- _Written request_
Print the stretch of entries below word for word, from the start of the entries through the line that contains "column 76, row 189", and stop after that line.

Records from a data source
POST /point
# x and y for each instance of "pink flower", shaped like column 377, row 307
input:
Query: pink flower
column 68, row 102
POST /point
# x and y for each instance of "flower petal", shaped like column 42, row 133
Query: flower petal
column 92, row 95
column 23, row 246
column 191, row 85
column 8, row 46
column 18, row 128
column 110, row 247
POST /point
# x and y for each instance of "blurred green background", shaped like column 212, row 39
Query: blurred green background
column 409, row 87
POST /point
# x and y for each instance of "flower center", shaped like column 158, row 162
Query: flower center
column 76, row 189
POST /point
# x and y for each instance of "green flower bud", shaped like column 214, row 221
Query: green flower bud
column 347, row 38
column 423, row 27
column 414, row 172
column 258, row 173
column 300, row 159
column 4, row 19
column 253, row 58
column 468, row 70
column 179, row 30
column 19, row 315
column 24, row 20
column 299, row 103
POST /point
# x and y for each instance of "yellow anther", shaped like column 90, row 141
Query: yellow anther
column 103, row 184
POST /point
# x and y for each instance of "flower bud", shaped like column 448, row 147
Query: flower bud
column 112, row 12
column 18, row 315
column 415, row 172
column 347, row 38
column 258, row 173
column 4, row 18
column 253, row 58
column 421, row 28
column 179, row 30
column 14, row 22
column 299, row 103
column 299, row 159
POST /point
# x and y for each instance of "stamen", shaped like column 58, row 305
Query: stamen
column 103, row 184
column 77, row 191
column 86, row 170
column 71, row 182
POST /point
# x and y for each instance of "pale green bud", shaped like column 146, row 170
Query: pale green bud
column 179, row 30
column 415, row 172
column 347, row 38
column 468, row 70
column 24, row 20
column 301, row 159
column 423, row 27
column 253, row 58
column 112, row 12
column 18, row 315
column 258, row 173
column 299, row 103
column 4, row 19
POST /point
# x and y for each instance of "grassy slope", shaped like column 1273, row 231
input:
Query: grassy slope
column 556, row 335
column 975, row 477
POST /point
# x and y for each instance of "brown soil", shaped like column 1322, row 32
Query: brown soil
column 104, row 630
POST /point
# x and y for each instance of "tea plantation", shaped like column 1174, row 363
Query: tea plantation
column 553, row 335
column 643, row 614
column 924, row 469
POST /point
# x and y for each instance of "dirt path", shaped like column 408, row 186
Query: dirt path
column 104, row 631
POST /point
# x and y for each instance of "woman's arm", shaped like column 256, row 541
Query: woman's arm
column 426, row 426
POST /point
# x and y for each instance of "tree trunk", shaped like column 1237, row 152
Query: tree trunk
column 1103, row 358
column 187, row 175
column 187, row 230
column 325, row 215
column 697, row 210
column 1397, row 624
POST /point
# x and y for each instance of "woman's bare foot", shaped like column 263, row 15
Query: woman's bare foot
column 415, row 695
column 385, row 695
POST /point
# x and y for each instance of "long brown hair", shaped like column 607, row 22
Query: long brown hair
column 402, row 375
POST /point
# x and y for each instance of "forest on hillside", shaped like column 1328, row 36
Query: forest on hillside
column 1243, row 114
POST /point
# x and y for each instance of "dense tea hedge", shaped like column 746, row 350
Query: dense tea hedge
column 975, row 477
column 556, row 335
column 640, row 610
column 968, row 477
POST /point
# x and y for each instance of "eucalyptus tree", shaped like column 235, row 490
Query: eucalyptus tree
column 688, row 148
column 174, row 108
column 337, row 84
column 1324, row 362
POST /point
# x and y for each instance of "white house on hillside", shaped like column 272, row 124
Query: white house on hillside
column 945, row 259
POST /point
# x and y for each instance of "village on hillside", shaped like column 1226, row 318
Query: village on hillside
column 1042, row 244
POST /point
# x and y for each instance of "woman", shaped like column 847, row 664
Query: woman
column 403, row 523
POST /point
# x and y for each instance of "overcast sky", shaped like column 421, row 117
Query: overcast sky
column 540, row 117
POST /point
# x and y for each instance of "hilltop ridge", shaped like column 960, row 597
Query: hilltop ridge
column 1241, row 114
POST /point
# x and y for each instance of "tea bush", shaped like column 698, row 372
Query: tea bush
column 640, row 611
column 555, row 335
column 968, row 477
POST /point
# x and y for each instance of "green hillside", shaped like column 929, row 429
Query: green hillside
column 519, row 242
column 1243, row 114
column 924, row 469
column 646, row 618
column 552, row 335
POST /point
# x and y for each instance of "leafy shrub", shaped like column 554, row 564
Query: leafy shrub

- _Response below_
POST /point
# x and y for each instance of "pink flower", shaped like column 377, row 307
input:
Query: pink flower
column 68, row 102
POST /point
# x and y for each instance of "flower petal", shaped like column 42, row 133
Query: flower petal
column 92, row 95
column 23, row 246
column 191, row 85
column 8, row 46
column 18, row 128
column 110, row 247
POST /point
# x and y for each instance of "blurred green background", shaped like column 212, row 39
Query: blurred green background
column 409, row 87
POST /point
# x and y for each instance of "flower center", shaped like column 158, row 162
Query: flower center
column 76, row 189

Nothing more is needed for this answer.